INFORMATION SUPPLIED START
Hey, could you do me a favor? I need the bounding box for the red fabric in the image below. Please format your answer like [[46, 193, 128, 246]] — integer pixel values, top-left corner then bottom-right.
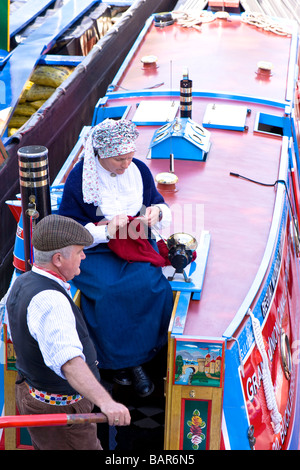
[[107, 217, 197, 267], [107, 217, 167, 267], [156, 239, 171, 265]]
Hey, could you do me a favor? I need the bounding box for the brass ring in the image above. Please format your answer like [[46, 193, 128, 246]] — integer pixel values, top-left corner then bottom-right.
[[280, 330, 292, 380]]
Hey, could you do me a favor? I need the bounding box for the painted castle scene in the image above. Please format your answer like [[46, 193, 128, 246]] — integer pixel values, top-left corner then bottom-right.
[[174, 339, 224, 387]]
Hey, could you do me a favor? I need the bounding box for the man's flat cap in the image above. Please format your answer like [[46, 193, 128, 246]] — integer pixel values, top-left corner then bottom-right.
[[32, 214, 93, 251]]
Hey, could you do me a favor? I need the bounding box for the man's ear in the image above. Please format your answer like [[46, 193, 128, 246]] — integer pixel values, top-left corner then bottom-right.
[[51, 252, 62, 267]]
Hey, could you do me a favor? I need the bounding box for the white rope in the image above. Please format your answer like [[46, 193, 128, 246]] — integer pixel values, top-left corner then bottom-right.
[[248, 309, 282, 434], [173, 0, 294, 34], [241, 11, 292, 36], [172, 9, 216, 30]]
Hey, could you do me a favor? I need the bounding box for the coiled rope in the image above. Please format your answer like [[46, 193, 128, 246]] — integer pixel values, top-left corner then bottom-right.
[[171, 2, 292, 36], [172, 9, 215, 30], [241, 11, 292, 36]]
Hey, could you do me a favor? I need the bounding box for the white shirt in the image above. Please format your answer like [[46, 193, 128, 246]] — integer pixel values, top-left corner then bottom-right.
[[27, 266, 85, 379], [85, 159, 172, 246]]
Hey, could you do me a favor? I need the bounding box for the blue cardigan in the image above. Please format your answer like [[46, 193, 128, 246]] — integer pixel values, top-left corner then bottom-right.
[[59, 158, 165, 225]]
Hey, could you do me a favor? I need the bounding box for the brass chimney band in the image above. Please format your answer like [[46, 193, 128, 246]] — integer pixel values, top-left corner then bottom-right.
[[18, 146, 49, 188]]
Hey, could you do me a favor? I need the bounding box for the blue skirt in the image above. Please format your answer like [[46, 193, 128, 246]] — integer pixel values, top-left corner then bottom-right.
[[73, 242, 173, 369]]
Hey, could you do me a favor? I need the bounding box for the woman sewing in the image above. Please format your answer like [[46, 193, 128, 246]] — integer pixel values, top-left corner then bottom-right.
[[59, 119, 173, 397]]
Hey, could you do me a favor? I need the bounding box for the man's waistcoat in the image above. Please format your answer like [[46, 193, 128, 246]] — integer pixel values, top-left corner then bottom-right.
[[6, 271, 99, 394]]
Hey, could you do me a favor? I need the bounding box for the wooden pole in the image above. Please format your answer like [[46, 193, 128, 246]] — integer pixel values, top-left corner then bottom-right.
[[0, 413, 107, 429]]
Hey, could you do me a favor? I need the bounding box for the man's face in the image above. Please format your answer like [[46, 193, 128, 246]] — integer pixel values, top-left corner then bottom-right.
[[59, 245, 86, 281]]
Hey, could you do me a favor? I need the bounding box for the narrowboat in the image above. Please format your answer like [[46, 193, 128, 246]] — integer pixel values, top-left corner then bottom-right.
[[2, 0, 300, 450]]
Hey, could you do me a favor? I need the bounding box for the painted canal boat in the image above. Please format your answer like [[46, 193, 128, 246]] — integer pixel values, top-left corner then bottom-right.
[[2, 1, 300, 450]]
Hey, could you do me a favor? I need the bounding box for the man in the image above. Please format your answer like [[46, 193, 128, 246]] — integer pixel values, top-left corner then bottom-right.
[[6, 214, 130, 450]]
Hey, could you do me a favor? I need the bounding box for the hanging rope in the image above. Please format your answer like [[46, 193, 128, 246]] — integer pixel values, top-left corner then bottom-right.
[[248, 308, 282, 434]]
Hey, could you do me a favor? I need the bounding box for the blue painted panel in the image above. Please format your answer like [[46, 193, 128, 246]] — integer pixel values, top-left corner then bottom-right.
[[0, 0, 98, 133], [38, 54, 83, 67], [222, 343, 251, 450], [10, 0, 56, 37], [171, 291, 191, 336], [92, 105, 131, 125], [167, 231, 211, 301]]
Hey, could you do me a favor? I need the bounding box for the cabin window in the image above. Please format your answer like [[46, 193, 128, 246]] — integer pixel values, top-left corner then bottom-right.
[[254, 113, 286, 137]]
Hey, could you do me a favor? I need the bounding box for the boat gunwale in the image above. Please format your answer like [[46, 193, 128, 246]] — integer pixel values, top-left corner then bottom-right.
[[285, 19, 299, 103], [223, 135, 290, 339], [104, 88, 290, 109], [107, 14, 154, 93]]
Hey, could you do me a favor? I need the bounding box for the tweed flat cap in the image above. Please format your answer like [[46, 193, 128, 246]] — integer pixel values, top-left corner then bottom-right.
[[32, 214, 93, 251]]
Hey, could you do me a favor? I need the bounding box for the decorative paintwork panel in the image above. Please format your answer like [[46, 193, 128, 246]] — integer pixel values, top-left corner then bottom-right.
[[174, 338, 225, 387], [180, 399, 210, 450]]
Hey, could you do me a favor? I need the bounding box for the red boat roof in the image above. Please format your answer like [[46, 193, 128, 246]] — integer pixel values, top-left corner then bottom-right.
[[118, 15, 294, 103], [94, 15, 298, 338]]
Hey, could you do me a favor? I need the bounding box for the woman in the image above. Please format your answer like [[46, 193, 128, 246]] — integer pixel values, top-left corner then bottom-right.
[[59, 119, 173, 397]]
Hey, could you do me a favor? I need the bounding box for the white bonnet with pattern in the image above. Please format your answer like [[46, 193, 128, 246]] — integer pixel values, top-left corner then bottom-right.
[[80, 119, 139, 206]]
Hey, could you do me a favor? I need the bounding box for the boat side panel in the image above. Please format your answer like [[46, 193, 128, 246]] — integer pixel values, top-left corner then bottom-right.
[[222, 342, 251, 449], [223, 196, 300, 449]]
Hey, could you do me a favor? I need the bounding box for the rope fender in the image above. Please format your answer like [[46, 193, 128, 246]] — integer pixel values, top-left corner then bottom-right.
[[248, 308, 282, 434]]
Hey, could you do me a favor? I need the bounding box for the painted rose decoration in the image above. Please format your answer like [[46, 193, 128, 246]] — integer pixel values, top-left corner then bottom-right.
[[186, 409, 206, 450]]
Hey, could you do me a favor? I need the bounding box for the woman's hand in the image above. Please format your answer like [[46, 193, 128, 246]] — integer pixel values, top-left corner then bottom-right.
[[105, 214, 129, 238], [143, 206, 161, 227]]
INFORMATION SUPPLIED END
> _PROBLEM STATEMENT_: Without the pictures, restate each entry exactly.

> _SOLUTION TO THIS TASK_:
Hey, could you do me a favor? I need the bounding box for the red fabric in the image below. Please format your answer like [[46, 193, 128, 246]] — integer pixel values, top-left corner then bottom-right.
[[107, 217, 197, 267], [107, 217, 167, 267], [156, 239, 171, 265]]
Hey, could you do me a favor? I need the bounding box for the brass ring in the image above. Please format your answer like [[46, 193, 128, 246]] — integer pixel values, top-left corner then bottom-right.
[[280, 330, 292, 380]]
Hey, could you do me a favor? I need the bounding box for the painted castle scene in the image above. Please format your answer like [[46, 193, 128, 246]] — integer pixel values, top-left corner then bottom-right.
[[174, 339, 224, 387]]
Hey, could you do me a favor? I need the bounding box for the man's flat cap in the image above. Please format your answer like [[46, 193, 128, 246]] — integer pixel values, top-left corner then bottom-right.
[[32, 214, 93, 251]]
Hey, could you do me a favor? I need the bounding box for the man's ear in the image above. Please format your answer like [[46, 193, 128, 246]] — integer pixel values, top-left corner then bottom-right.
[[51, 252, 62, 267]]
Hey, could you do me a favor? I need the bounding box for the white rope in the image above. Please format your answer like [[46, 193, 128, 246]] — integer pixel values, top-left corner then bottom-right.
[[248, 309, 282, 434], [173, 0, 294, 34], [241, 11, 292, 36], [172, 9, 216, 30]]
Hey, could you do me a favor? I need the bounding box for the coiled rope in the image above. Please format your answer like [[46, 193, 128, 246]] — integer pixel values, top-left corner then bottom-right.
[[171, 2, 292, 36], [172, 9, 215, 30], [241, 11, 292, 36]]
Hey, could you do me a favor? I need the bounding box for the white shirt in the image above. Please format your answer like [[46, 193, 128, 246]] — integer pixel values, top-left corner then bottom-right.
[[27, 266, 85, 379], [85, 159, 172, 246]]
Hey, could you do me a favor? I need the bounding box for the blue cardigan in the image above. Please format your answer like [[46, 193, 128, 246]] — integer pixel values, top-left corner then bottom-right.
[[59, 158, 165, 225]]
Hey, could you do me a favor? I need the bounding box for the brass chimney band in the image above. Please format your answer like [[46, 193, 128, 246]] — integer pixel values, top-left corner then bottom-right.
[[18, 146, 49, 188]]
Hey, could you do me a favor? I need the bounding box for the blue skirt in the image above. Please format your answer like [[46, 193, 128, 246]] — integer pixel values, top-left corner then bottom-right.
[[73, 242, 173, 369]]
Hey, could you do me a favor? I need the bounding box for the woman sewing in the image above. Please format your answer like [[46, 193, 128, 246]] — integer pixel values, top-left corner then bottom-right.
[[59, 119, 173, 397]]
Hey, could you do me a favor? I need the bounding box for the man's waistcoat in the image above. Please format your answer like [[46, 193, 128, 246]] — integer pixel values, top-left corner then bottom-right.
[[6, 271, 99, 394]]
Hey, could you do me a favor? I need the bounding box for the wooden pole in the image above. Please format your answer like [[46, 193, 128, 246]] — integer pixel values, top-left corner then bottom-right.
[[0, 413, 107, 429]]
Hey, could you do me a favor? I need the bounding box for the man's face in the image above. Please format your answer like [[46, 193, 128, 246]] — integer pixel values, top-left corner then bottom-right.
[[59, 245, 86, 281]]
Hey, could you do me a favor? I need the bounding box for the narrowboat in the image above. Please format your answer like [[46, 193, 128, 246]] — integer pixel values, top-left corner then bottom-right.
[[2, 0, 300, 450]]
Hey, could you do me a favor? I need the bounding box for the painted canal boat in the image above. Please format your answer like [[46, 193, 128, 246]] — integer pixel values, top-left corner then bottom-right.
[[2, 1, 300, 450]]
Hey, could you do me a favor? I need the bounding box for the man in the image above. Please format your answer like [[46, 193, 128, 246]] — integer pixel values, top-left corner then bottom-right.
[[6, 214, 130, 450]]
Hey, could you do me a favor? I need the bounding box for the hanging rope in the image above. Please format your answer like [[46, 193, 128, 246]] — integer pixel values, top-left corner then bottom-right.
[[248, 308, 282, 434]]
Hey, could you do me a favor? I need the bounding box for the blue painted panel in the image above. Please format your answer like [[46, 193, 128, 246]] — integer pixel values, top-left corner then bottom-right.
[[0, 0, 98, 133], [38, 54, 83, 67], [222, 343, 251, 450], [10, 0, 56, 37], [171, 291, 191, 336], [92, 105, 131, 125], [167, 231, 211, 301]]
Hey, could you do me a favor? I need the bounding box for the cabin window in the image above. Please format your answer like [[46, 193, 128, 246]] — integer pixel values, top-left corner then bottom-right.
[[254, 113, 286, 137]]
Hey, could you do me a favor? I need the bounding box for the boat gunwale in the image above. Please format your answer like [[46, 193, 128, 246]] — integer pixel values, top-left corner then bottom-right.
[[285, 19, 299, 103], [223, 135, 290, 339], [104, 88, 290, 109], [107, 14, 154, 93]]
Hey, could you do me a favor? I need the bounding box for the tweed flat cap in the image above. Please format your answer like [[46, 193, 128, 246]] — integer pixel values, top-left corner then bottom-right.
[[32, 214, 93, 251]]
Hey, could you do me a favor? I need the bounding box for the decorative paintwork panel in the image above. Please format your answer like [[46, 193, 128, 246]] — integer pixel values, top-left corner then bottom-right.
[[174, 338, 225, 387], [180, 399, 210, 450]]
Hey, could you do me a favor? I need the bounding box for the red boat roof in the image above. Please format your answer like [[46, 193, 128, 246]] — integer pixel values, top-left corner then bottom-right.
[[118, 15, 294, 103], [94, 15, 298, 338]]
Hey, could you do me a favor? I need the bounding box for the woman in the image above. Please format your answer like [[46, 193, 128, 246]] — integer pixel values, top-left corner then bottom-right.
[[59, 119, 173, 397]]
Hey, could you do me a favor? I need the bounding box for the white bonnet with pattern in the image above. Please format your answer like [[46, 193, 128, 246]] — integer pixel values, top-left corner then bottom-right.
[[80, 119, 139, 206]]
Hey, could you do me a favor? I need the bounding box for the boat side panel in the image above. Please format your answer like [[46, 193, 128, 246]] — integer pixel values, top-left corner then bottom-right.
[[222, 342, 251, 449], [223, 196, 300, 449]]
Hey, could you do me a favor? I need the bounding box for the rope fender in the image above. Please format your answer like [[46, 193, 128, 246]] — integer pixel values, top-left corner then bottom-right.
[[248, 308, 282, 434]]
Hey, could you do me a favor? I need the bounding box for the painted rose decoration in the image above. Please format your answer like [[46, 193, 128, 246]] — integer pixel values, top-left corner then bottom-right.
[[186, 409, 206, 450]]
Hey, could you do me a favor? I need the bounding box for the woman's hand in the image above. Please format your answer like [[46, 193, 128, 246]] — integer pixel values, top-left corner then bottom-right.
[[105, 214, 129, 238], [143, 206, 161, 227]]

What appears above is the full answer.